* _Extract_:
:::::

I never truly understood the impact of a Facebook status until recently. As a twenty-something on the journey of self-discovery, I’m naturally drawn to inspirational quotes, hysterical life observations, good old-fashion sarcasm and self-deprecating anecdotes of the day’s events.
After posting what I felt were a few insightful one-liners, I noticed something very interesting. I began to get non-stop text messages, emails and even phones calls from people checking in on me. “Facebook friends”, from my loved ones to my most bypassing of acquaintances, all were potentially weighing in on “what I was going through”… or so they thought. But my statuses were NOT my cry for help. It just wasn’t that serious. It actually concerned me even more that people were taking my Facebook status’ for way much more than they were worth or ever intended. Facebook isn’t exactly an outlet for me to receive constant criticism and feedback either. I was just talking. Never did I expect for people to really listen. After all, it’s social media and I am no one special.
It’s one thing when people update their personal pages with their political views and opinions and are expecting a reaction from followers, but even when my statuses were basic in their meaning, it invoked un-welcomed responses which led to over analyzing every word in seemingly straightforward declarative statements.
I write simply to write. (Not to inform the mass population about every single thing going on in my life.) My statuses do not dictate my experience from moment to moment. It is just my way of staying connected.

:::::

* _Input data_:

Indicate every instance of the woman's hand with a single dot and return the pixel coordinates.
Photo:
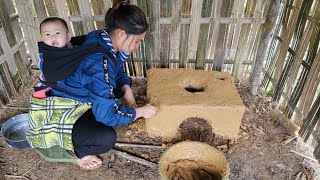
(146, 111)
(128, 95)
(131, 42)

:::::

* _Task to carry out_: Can you reproduce, word for word, the part of the piece on Facebook statuses that begins at the words "I never truly" and stops after "the day’s events."? The material has nothing to do with the piece on Facebook statuses.

* _Solution to the problem_:
I never truly understood the impact of a Facebook status until recently. As a twenty-something on the journey of self-discovery, I’m naturally drawn to inspirational quotes, hysterical life observations, good old-fashion sarcasm and self-deprecating anecdotes of the day’s events.